===== Provided data =====

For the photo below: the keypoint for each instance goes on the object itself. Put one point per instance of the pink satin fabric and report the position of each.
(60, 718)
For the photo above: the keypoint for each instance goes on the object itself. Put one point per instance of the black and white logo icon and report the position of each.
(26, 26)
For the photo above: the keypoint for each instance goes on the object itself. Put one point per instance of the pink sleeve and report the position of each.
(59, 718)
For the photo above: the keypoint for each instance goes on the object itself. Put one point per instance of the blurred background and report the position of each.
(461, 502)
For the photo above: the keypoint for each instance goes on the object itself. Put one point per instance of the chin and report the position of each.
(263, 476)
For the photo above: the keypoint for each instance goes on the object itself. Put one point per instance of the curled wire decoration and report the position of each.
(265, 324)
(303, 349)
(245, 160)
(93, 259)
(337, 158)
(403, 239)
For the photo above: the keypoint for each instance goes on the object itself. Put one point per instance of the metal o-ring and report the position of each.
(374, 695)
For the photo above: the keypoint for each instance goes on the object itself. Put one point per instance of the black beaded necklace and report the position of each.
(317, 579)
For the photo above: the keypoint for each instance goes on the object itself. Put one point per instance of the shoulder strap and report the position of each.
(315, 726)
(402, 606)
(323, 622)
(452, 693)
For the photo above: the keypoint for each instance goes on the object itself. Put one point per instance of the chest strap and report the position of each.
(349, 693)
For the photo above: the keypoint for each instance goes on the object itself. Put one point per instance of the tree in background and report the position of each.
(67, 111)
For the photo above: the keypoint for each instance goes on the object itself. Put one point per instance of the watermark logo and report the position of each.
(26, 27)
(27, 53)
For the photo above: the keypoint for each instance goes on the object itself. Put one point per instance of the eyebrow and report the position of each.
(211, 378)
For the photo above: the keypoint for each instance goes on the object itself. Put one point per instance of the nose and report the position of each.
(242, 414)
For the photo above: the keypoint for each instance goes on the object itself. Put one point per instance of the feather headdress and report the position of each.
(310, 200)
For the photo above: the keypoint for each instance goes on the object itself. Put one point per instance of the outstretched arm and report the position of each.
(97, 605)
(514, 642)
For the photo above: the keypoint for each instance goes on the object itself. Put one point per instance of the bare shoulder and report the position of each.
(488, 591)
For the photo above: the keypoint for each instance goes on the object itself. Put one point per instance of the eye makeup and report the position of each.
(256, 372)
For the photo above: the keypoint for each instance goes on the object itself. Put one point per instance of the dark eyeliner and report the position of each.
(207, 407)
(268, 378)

=====

- Exercise prompt
Type out the records above again, exactly the same.

- Written reply
For the photo below: the keypoint for each instance goes on the object itself. Put one point per instance of the pink satin fabric and report the position of each.
(60, 718)
For the photo above: the keypoint for each instance goes on the object itself. Put one point per instance of the black and white logo icon and report the position of each.
(26, 26)
For the photo above: the keypoint for each instance goes on the object itself. Put one point per instance of the pink sleeve and report the position of each.
(59, 718)
For the photo above: the keypoint for each instance goes on the object itself. Put one point per instance of the blurred background and report the position of each.
(461, 502)
For the photo above: the keypoint for each instance goes on the object itself. Put one point per instance of the chin and report the position of each.
(263, 476)
For the photo above: the keypoint for each instance goes on the object itself. Put one point per instance of the curled wire decoration and report the position of each.
(265, 324)
(303, 349)
(245, 160)
(93, 259)
(337, 158)
(403, 239)
For the photo above: the keypoint for each instance goes on the object itself. Put one point per instance of the metal o-ring and report the position of each.
(374, 695)
For the photo above: the keypoint for each instance goes on the object itself. Put one point per instance of the black beaded necklace and report the position of each.
(317, 579)
For the photo above: the keypoint for each instance goes on the object itself. Put one point per instance of the shoulder strap and report the position of each.
(315, 726)
(402, 606)
(323, 622)
(452, 693)
For the photo above: the keypoint for each instance goes on the object itself. Put one point per instance of the chest strap and report the position of each.
(349, 693)
For the photo above: the keypoint for each instance goes on the object itself. Put one point per instance of the tree in background and report the position of each.
(67, 111)
For the photo above: the keypoint for each instance goes on the object itself. Put one point per instance of the watermark logo and report the position of each.
(26, 27)
(27, 53)
For the photo above: the keypoint for each instance goes on the object itself. Put one point per instance of the eyebrow and report the position of each.
(211, 378)
For the photo above: the keypoint for each instance goes on the object itself. Put one point per instance of the nose and report the position of each.
(242, 414)
For the photo above: the keypoint for each instance goes on the object itself. Put one point per instance of the feather headdress and report the position of each.
(310, 200)
For the photo above: the keypoint for each instance goes on the object itself. Put one point per instance of the outstretched arm and report the position of each.
(97, 605)
(514, 642)
For the photo above: the keypoint for each instance goes on the object itself. Put one point per instance of the bare shoulder and report the position of each.
(488, 591)
For the photo above: the keypoint for each instance goes on the object itself. Put one point per instance of the eye makeup and report the position of each.
(256, 372)
For the photo above: the keypoint for each instance goes on the object itself. Put one point per instance of the dark eyeliner and report the position of each.
(207, 407)
(268, 378)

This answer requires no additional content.